Pictures should not appear in the copy; the records themselves must be written out exactly.
★ ★ ★ ★ ★
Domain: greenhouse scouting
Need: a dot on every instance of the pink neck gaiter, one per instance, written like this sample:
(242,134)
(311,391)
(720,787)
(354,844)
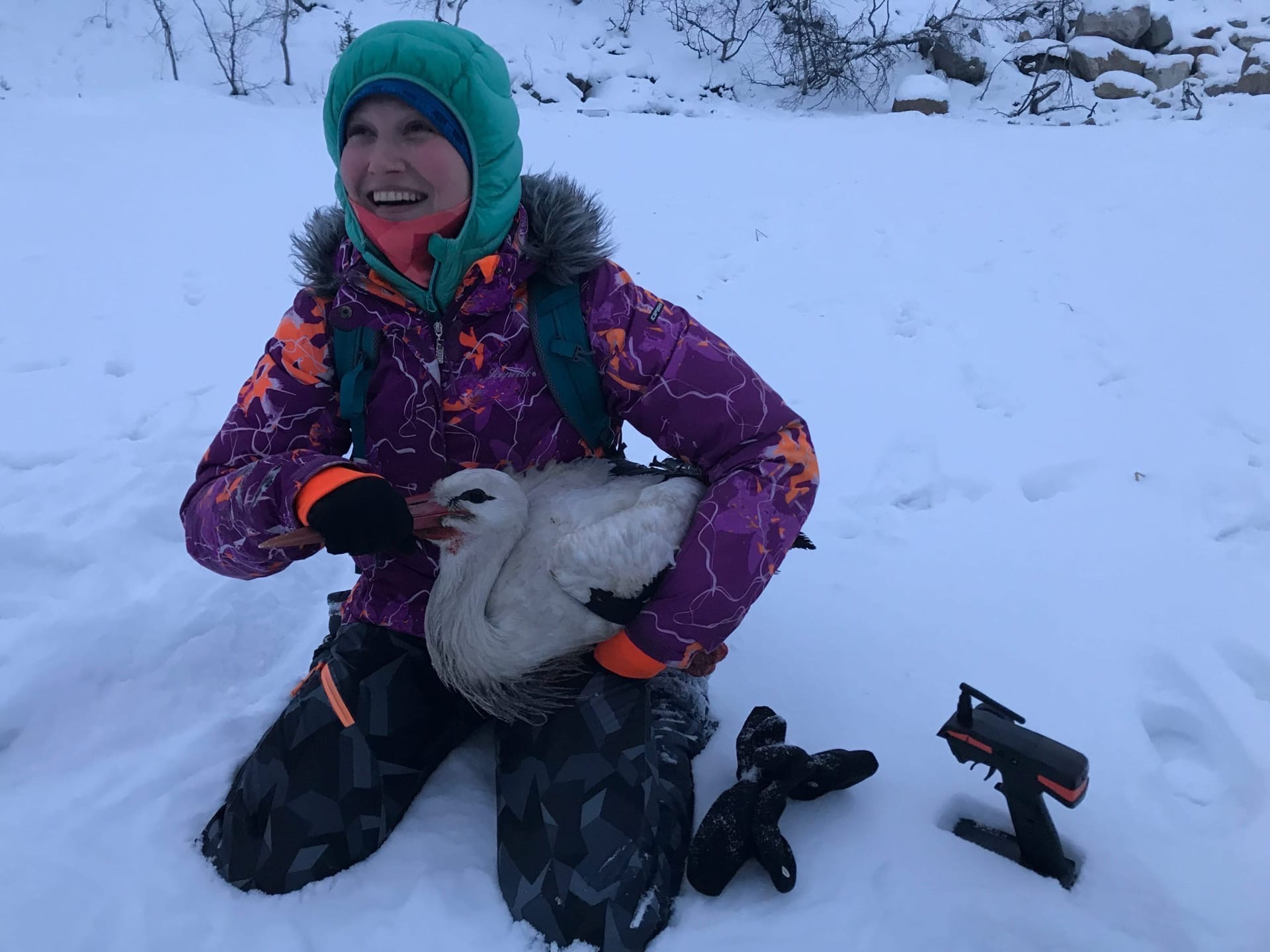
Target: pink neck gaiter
(405,243)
★ ★ ★ ★ ★
§ **TASK RESPONSE**
Domain: greenhouse scouting
Need: a dot on every instance of the pink neck gaiter, one per instance, written like this sample:
(242,134)
(311,391)
(720,787)
(354,844)
Target: pink neck gaiter
(405,243)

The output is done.